-- START OF DATA FOR PROCESSING --

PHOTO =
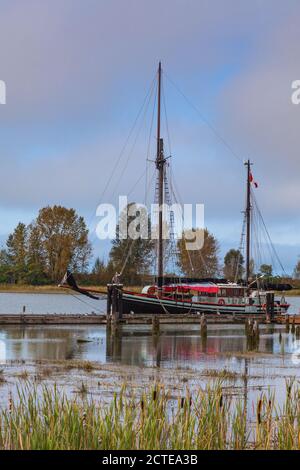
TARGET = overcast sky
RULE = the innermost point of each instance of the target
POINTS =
(77, 72)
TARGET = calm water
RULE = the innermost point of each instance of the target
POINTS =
(62, 303)
(50, 303)
(177, 346)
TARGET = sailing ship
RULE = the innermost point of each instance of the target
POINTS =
(195, 296)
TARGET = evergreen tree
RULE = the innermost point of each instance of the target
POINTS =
(233, 265)
(17, 252)
(134, 257)
(199, 263)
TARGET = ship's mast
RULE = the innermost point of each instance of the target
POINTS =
(248, 221)
(160, 165)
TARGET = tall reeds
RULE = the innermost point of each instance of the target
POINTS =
(42, 417)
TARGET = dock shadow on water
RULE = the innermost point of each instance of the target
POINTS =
(90, 361)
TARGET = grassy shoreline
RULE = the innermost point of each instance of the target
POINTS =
(24, 289)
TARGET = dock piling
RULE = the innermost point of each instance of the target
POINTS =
(155, 325)
(203, 326)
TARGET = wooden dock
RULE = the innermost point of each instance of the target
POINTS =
(140, 319)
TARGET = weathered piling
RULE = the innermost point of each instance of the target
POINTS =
(293, 327)
(155, 325)
(109, 300)
(269, 306)
(256, 330)
(252, 334)
(114, 301)
(203, 326)
(287, 323)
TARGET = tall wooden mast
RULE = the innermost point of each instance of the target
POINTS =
(160, 165)
(248, 221)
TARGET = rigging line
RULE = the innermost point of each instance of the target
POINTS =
(212, 128)
(135, 141)
(188, 251)
(268, 235)
(125, 144)
(166, 117)
(149, 145)
(240, 249)
(86, 303)
(130, 242)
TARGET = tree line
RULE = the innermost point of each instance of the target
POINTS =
(58, 239)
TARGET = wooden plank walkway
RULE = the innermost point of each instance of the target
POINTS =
(140, 319)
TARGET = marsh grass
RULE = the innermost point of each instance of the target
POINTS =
(42, 417)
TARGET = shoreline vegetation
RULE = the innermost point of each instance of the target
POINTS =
(52, 289)
(208, 418)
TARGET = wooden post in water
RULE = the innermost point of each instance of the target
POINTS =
(155, 325)
(109, 300)
(270, 305)
(203, 326)
(287, 323)
(293, 329)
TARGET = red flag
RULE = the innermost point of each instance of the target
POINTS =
(252, 181)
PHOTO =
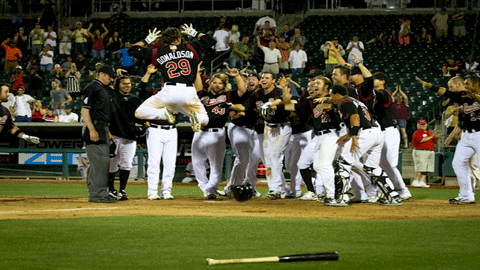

-- END OF DATA FOR PROCESSING --

### [WORK INSTRUCTIONS]
Rewrite all the entries above with every "innermost point" changed to "central point" and everything else kept the same. Leave the pictures out.

### [RESPONSE TO THIS EXERCISE]
PHOTO =
TARGET = overcast sky
RULE = the central point of each instance of the target
POINTS =
(77, 72)
TARGET = calm water
RULE = the central point of each instance of the target
POINTS =
(62, 303)
(50, 303)
(177, 346)
TARGET = sailing ship
RULE = the central point of each instance of the target
POINTS =
(195, 296)
TARGET = evergreen tree
RULE = the central point of each instance of the target
POINTS =
(233, 265)
(17, 252)
(134, 257)
(199, 263)
TARGET = ship's mast
RULE = the central point of each instance of the target
POINTS =
(248, 221)
(160, 165)
TARGET = tall reeds
RULE = the central point of each instance of the target
POINTS =
(42, 417)
TARGET = dock shadow on water
RULE = the central point of each instance of the target
POINTS =
(90, 361)
TARGET = grassy shoreline
RULE = the central point of each instance of the target
POINTS =
(24, 289)
TARGET = dock piling
RULE = the central point of each instance of the target
POINTS =
(155, 325)
(203, 326)
TARGET = wooden dock
RULE = the central point of each instance of the target
POINTS =
(140, 319)
TARGET = weathered piling
RULE = the central point of each instance of the target
POINTS =
(293, 327)
(155, 325)
(109, 300)
(269, 306)
(256, 330)
(252, 334)
(114, 301)
(203, 326)
(287, 323)
TARGET = tall wooden mast
RULE = the central point of each instance of the target
POINTS =
(160, 165)
(248, 221)
TARGET = rigging line
RULE = the central point of each instance of the target
POINTS =
(212, 128)
(135, 141)
(188, 251)
(268, 235)
(125, 144)
(166, 117)
(149, 145)
(240, 249)
(86, 303)
(130, 242)
TARGET = tree line
RULE = the central point of each instance of the target
POINTS =
(58, 239)
TARGET = wooden plank walkway
RULE = the central point of each instance of the target
POINTS =
(140, 319)
TARGET = marsh grass
RULE = the central point of each instance of the target
POINTS =
(42, 417)
TARGET = shoreline vegetation
RULE = the central point of each instance of the target
POINTS =
(52, 289)
(208, 418)
TARGET = wooden post in water
RULE = the central point of each instance of the target
POINTS =
(155, 325)
(109, 300)
(270, 305)
(203, 326)
(287, 323)
(293, 329)
TARGET = red flag
RULE = the central point of each instance of the target
POINTS =
(252, 181)
PHOTO =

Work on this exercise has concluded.